§ What the task asks
Without the pictures, reproduce the records that follow exactly.

[Data records]
>>

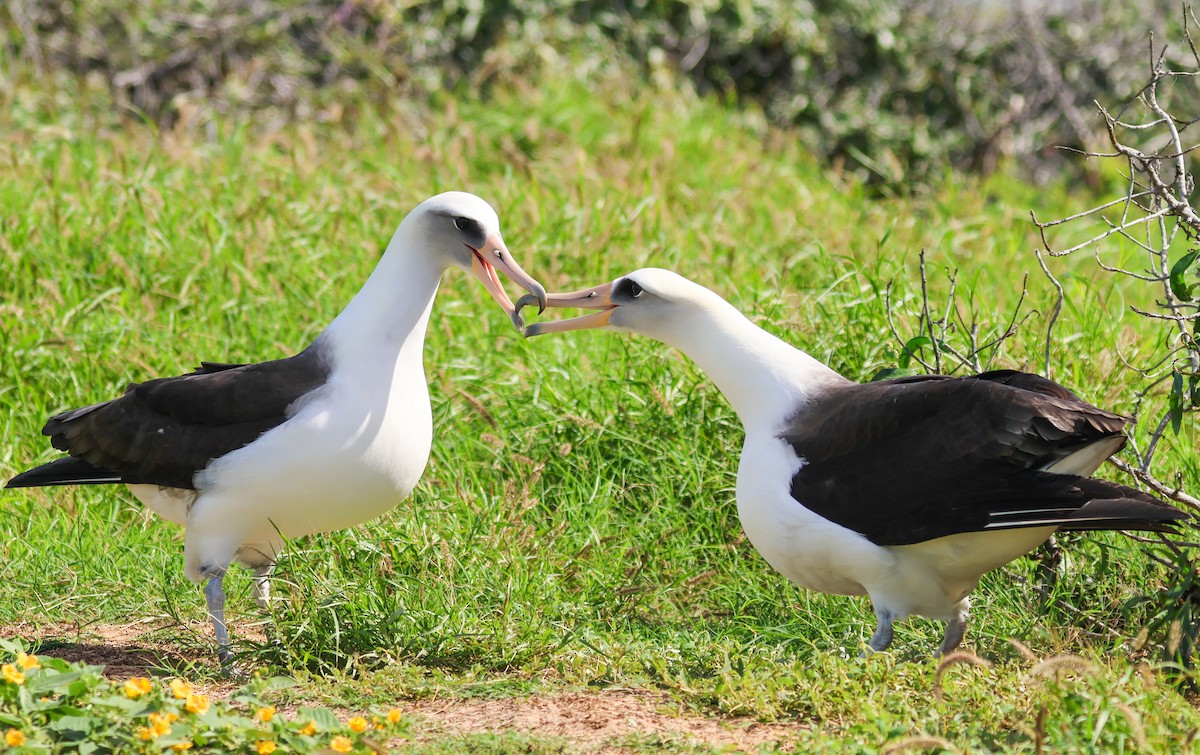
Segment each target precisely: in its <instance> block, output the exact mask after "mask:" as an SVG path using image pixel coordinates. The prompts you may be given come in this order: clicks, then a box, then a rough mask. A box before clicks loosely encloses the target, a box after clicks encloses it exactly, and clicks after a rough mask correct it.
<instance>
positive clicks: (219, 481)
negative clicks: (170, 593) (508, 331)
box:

<<

§ Exercise response
Segment each target precisely: in its <instance> block, output the exact mask after "mask:" as an SVG path using image pixel coordinates. The prompts you may be given come in this order: clicks, then a box, then a rough mask. A box before clicks loosely encloses the target, a box after clicks encloses it exactly, and clicks after a rough mask correct it.
<instance>
positive clicks: (219, 481)
negative clicks: (170, 593) (508, 331)
box:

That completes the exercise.